REQUEST
Please rewrite the records below with "rocky cliff" changed to "sea cliff" everywhere and everything else left unchanged. Leave the pictures out of your answer.

==*==

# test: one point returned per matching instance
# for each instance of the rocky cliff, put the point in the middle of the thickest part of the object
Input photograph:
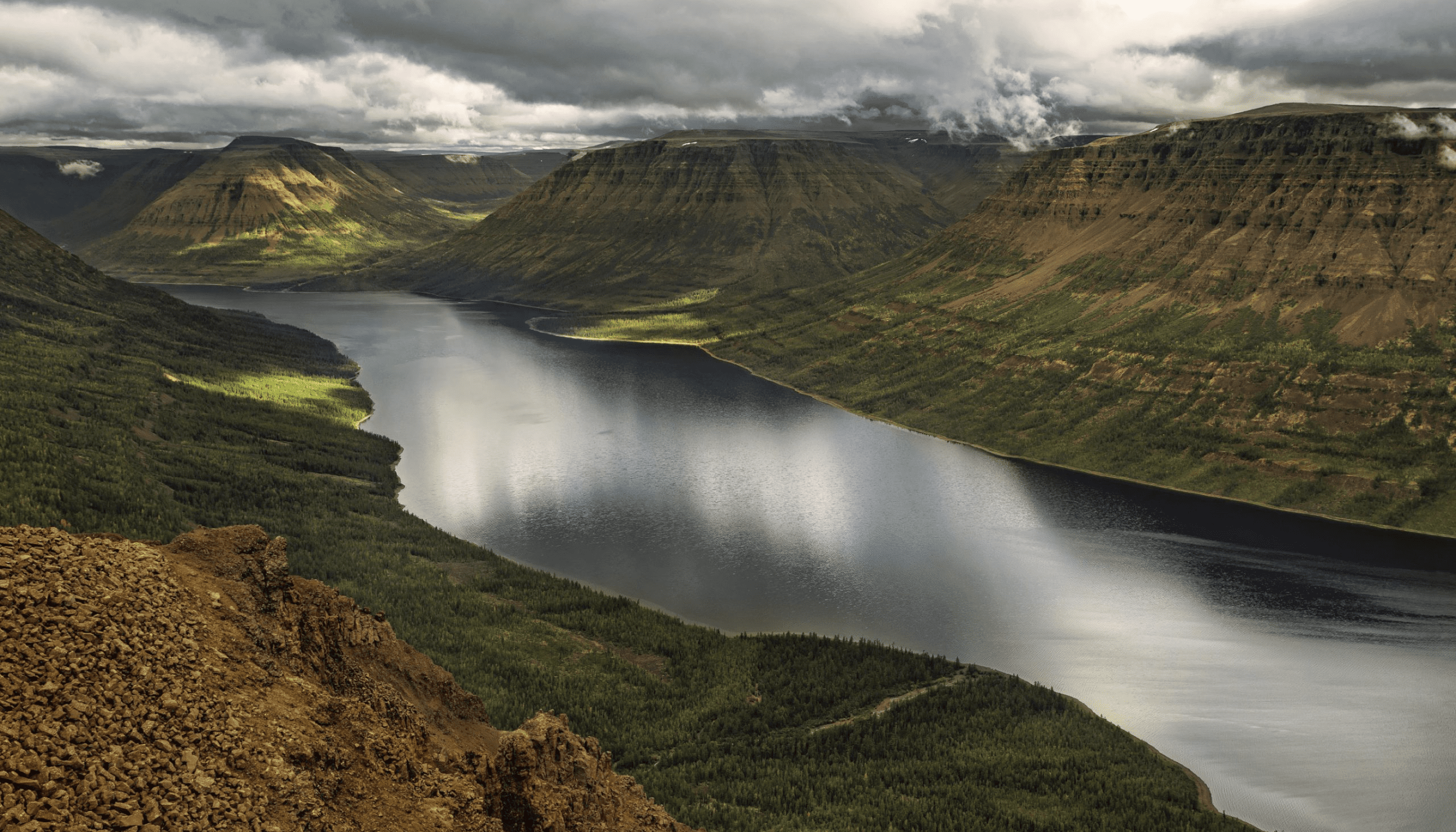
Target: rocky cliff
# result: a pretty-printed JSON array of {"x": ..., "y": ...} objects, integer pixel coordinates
[
  {"x": 199, "y": 685},
  {"x": 1258, "y": 306},
  {"x": 77, "y": 194},
  {"x": 653, "y": 222},
  {"x": 465, "y": 178},
  {"x": 1282, "y": 210},
  {"x": 267, "y": 206}
]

==*==

ANSWER TO THIS EXERCISE
# test: one point returned per matching instance
# for each instance of the sea cliff, put the point in the middle of the thickest part of the object
Input photograph:
Target: sea cliff
# result: a pretty-printed JSON array of {"x": ..., "y": ...} objects, integer pixel coordinates
[
  {"x": 199, "y": 685},
  {"x": 1258, "y": 306},
  {"x": 77, "y": 194},
  {"x": 653, "y": 222},
  {"x": 465, "y": 178},
  {"x": 1282, "y": 210},
  {"x": 267, "y": 206}
]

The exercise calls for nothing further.